TASK DETAILS »
Can you quote the lines below exactly, starting at the line with "Practice. Locate the gable" and going through the last one?

BEGIN INFORMATION PROVIDED

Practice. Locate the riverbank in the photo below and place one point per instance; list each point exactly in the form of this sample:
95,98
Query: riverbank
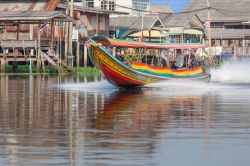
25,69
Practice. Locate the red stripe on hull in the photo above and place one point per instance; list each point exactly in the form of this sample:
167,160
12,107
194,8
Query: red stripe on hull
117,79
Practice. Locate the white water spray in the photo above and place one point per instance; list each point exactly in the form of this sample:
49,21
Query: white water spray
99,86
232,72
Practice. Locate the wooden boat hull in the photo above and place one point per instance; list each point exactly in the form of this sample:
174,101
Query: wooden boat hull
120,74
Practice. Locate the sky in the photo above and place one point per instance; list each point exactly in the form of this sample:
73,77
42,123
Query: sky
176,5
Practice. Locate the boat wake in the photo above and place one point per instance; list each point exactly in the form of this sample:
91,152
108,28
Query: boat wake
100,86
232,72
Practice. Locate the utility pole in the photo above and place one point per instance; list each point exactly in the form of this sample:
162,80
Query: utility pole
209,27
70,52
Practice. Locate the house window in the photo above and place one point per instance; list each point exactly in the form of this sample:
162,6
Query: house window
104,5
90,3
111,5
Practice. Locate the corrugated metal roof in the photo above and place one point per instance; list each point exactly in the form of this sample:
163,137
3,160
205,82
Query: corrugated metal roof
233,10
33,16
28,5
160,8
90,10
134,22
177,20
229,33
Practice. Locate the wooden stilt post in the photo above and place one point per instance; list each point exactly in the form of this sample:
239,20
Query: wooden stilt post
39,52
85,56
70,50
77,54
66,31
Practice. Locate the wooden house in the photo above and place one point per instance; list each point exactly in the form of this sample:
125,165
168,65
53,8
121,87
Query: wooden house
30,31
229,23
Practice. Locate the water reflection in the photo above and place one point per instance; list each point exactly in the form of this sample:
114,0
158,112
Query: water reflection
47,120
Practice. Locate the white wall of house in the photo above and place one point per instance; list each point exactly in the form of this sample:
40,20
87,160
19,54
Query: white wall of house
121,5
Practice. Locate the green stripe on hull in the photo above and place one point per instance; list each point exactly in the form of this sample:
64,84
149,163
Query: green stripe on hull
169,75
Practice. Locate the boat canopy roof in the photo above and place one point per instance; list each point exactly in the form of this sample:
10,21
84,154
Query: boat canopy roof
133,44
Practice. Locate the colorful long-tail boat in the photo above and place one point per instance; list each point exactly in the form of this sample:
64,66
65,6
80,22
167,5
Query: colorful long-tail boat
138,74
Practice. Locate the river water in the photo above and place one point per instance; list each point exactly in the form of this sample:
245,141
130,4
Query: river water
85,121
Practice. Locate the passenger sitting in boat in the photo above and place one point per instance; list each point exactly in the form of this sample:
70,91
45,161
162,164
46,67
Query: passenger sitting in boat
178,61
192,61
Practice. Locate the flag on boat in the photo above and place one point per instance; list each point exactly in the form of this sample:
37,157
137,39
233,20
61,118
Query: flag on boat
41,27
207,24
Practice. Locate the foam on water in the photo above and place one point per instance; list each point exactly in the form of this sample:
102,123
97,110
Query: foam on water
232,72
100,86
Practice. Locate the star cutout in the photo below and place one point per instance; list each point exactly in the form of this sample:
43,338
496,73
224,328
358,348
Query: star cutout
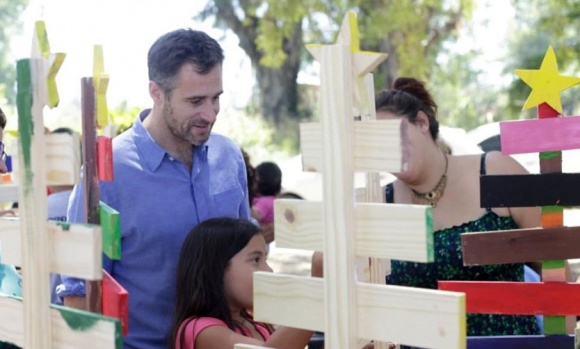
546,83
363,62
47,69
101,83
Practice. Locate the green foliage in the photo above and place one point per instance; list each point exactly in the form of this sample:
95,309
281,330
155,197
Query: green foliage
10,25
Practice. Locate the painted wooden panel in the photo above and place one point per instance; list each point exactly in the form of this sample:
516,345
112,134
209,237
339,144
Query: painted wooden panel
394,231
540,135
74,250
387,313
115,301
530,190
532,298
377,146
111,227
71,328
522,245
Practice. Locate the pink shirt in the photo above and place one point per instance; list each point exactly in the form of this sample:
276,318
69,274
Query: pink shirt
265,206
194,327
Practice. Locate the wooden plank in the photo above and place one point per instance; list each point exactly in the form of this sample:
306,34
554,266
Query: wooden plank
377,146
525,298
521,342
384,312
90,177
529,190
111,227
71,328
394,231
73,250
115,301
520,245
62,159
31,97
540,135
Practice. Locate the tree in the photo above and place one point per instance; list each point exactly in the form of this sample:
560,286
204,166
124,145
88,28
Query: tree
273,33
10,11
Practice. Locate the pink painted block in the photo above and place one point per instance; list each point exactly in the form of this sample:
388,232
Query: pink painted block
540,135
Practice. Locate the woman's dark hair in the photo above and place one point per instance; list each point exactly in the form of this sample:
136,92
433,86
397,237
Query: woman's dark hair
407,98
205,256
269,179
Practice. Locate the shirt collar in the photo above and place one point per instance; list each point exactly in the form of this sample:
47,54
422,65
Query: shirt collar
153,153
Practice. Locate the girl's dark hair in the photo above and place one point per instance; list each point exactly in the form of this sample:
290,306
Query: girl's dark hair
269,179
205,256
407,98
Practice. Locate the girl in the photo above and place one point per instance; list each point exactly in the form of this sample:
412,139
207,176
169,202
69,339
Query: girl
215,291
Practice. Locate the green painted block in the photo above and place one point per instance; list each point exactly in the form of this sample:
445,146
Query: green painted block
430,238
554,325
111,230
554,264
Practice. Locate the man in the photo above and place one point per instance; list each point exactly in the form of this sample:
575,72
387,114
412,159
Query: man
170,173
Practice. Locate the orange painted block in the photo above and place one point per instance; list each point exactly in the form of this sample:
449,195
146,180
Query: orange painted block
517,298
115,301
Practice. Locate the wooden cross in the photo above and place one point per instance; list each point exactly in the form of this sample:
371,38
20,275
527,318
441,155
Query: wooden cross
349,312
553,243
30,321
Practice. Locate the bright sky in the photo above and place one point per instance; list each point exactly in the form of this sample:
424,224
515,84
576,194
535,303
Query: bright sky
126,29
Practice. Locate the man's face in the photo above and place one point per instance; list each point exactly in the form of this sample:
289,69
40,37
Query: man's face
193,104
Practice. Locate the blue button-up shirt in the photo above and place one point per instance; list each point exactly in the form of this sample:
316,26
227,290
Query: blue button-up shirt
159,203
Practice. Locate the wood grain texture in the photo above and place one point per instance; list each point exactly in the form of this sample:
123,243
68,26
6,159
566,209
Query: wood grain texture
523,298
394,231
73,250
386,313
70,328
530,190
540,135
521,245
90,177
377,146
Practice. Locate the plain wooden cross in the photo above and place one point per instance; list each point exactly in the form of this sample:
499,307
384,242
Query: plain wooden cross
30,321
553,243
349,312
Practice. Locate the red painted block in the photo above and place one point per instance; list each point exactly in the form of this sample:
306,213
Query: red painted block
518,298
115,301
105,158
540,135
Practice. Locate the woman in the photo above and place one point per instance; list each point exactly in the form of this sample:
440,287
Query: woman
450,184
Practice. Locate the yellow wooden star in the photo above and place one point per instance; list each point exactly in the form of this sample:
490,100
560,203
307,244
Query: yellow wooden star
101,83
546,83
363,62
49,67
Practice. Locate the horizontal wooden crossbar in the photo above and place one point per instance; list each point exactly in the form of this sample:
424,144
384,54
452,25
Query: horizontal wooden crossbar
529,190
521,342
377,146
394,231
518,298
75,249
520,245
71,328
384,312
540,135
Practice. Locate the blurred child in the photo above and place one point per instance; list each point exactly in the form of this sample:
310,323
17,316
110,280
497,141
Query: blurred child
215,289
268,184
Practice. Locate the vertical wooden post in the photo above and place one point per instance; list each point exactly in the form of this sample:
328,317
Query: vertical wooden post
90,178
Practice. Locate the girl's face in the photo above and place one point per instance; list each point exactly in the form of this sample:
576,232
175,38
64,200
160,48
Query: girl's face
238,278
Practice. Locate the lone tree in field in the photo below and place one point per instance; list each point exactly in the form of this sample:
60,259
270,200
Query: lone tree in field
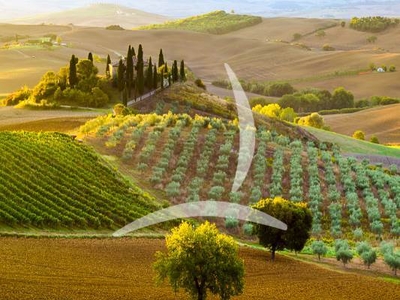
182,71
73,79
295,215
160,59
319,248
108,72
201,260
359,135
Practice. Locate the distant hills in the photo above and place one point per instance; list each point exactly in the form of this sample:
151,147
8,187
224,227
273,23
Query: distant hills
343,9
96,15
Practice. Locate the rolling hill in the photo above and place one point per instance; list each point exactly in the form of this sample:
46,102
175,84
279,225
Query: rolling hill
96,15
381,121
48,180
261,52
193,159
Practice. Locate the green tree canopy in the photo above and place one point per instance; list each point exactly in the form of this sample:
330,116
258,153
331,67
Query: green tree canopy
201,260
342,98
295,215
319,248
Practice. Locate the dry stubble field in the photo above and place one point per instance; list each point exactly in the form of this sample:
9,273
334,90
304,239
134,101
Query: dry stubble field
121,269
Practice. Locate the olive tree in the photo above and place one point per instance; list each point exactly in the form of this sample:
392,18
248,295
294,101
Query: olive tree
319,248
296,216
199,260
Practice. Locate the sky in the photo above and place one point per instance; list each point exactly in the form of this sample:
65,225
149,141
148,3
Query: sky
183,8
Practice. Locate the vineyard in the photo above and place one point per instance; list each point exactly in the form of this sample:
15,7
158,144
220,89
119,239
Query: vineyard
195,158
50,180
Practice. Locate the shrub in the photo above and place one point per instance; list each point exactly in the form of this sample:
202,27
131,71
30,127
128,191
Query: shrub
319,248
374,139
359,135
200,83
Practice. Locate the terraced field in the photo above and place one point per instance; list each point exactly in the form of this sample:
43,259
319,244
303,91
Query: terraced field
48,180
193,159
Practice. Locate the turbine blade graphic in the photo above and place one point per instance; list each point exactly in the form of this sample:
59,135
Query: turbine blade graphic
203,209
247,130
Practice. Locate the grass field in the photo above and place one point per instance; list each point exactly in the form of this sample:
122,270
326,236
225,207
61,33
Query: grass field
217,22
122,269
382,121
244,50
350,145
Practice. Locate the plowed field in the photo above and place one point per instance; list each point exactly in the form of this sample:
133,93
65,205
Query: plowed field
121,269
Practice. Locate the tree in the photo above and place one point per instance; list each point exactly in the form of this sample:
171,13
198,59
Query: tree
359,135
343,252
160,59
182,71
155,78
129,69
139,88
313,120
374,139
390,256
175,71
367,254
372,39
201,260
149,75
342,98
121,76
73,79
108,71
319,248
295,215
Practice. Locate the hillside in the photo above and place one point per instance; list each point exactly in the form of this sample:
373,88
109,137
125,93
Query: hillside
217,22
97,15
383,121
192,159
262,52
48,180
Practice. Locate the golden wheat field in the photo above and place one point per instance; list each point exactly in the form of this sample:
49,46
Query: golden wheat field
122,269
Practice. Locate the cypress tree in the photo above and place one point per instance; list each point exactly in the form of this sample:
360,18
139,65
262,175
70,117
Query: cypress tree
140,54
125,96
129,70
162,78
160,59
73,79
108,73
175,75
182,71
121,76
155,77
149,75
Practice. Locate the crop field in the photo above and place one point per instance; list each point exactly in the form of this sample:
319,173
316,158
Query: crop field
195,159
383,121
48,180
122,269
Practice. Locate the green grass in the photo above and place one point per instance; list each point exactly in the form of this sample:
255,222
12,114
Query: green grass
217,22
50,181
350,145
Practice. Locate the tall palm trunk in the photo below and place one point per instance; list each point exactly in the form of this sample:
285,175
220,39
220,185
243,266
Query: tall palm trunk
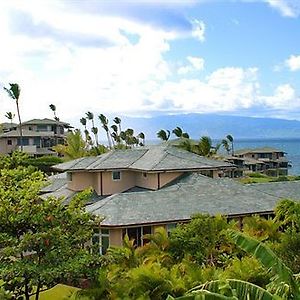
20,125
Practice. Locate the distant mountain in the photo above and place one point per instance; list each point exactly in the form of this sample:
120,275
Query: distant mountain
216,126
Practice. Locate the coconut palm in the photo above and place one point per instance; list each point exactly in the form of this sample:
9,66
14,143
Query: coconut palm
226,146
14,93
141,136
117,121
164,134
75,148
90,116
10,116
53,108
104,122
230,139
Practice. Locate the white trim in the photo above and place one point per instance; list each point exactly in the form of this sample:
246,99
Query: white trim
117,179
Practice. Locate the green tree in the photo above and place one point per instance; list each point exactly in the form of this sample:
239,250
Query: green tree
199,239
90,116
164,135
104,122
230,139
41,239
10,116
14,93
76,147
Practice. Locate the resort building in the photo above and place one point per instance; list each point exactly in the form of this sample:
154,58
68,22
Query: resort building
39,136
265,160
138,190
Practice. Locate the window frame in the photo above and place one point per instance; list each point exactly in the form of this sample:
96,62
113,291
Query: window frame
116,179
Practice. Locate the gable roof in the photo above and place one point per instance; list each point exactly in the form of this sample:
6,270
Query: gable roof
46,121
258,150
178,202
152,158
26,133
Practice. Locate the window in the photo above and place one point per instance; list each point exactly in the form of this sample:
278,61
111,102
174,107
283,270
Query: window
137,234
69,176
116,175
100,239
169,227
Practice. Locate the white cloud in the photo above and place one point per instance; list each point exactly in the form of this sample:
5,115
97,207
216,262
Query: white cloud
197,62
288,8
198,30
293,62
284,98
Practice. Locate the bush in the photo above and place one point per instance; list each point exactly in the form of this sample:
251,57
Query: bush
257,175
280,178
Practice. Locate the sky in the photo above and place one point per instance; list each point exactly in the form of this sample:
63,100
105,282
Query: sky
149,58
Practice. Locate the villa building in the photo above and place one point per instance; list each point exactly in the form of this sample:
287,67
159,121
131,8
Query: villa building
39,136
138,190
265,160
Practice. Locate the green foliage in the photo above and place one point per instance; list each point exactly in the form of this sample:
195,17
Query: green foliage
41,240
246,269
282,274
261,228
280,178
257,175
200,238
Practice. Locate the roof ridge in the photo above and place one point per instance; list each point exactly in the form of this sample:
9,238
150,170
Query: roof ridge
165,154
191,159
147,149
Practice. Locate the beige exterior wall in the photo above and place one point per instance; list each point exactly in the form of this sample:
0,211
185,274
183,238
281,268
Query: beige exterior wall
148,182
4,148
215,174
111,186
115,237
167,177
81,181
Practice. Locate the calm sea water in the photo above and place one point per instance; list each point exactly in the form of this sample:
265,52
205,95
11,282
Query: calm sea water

END INFORMATION PROVIDED

FINAL RESULT »
Practice. Locate the gable roof in the photo above and place one point per instance; list each point exactly in the form of this sample:
6,270
Query: gable roof
46,121
258,150
178,202
152,158
26,133
Practice. Locate the window in the photo above and place one point per instance; list each point exactly in the form of this sample:
278,61
111,102
174,107
283,270
Query: window
137,234
69,176
116,175
100,239
169,227
Practice. Locate the white cloud in the photo above and place one point per instance; list each point exactly in the form of this sample:
5,115
97,207
216,262
Query: white cloud
197,62
288,8
198,30
293,62
284,98
Practice. Locate the bush in the photo above and place one point per instance; list each point exactly in the form of this sample:
251,57
Query: bush
257,175
280,178
Practice. Locate the sky in the photo above and place one point per instance; list each point exactly in the form of this sample:
63,100
105,282
Query: sky
149,58
Practice. Locate the villa building in the photo above and place one point per instance; list each point exactly in the form of this sample:
287,67
159,121
131,8
Query: villa building
39,136
138,190
265,160
Practice. Locate the green foliage in the photo above and place one point per instance; list each point exactly in the form of this sample:
195,17
Query: green foliage
41,240
246,269
282,274
261,228
280,178
257,175
200,238
Practice. Locate the roof ridge in the photo above and place one point per instance; list each point exactly in the form of this sample:
9,238
150,170
Query: roof ridge
165,154
191,159
147,149
Practice. Locate the beige exterior wall in the photo above and place one point per instance; list each point exactly in the form of this sample:
0,211
185,274
183,238
281,268
Query: beige exterior wall
148,182
4,148
215,174
111,186
115,237
167,177
81,181
Practice. Locate the calm sea water in the photo above and place one point per instance; list each point exactly in the form of this sample:
265,52
205,95
11,282
Query: calm sea water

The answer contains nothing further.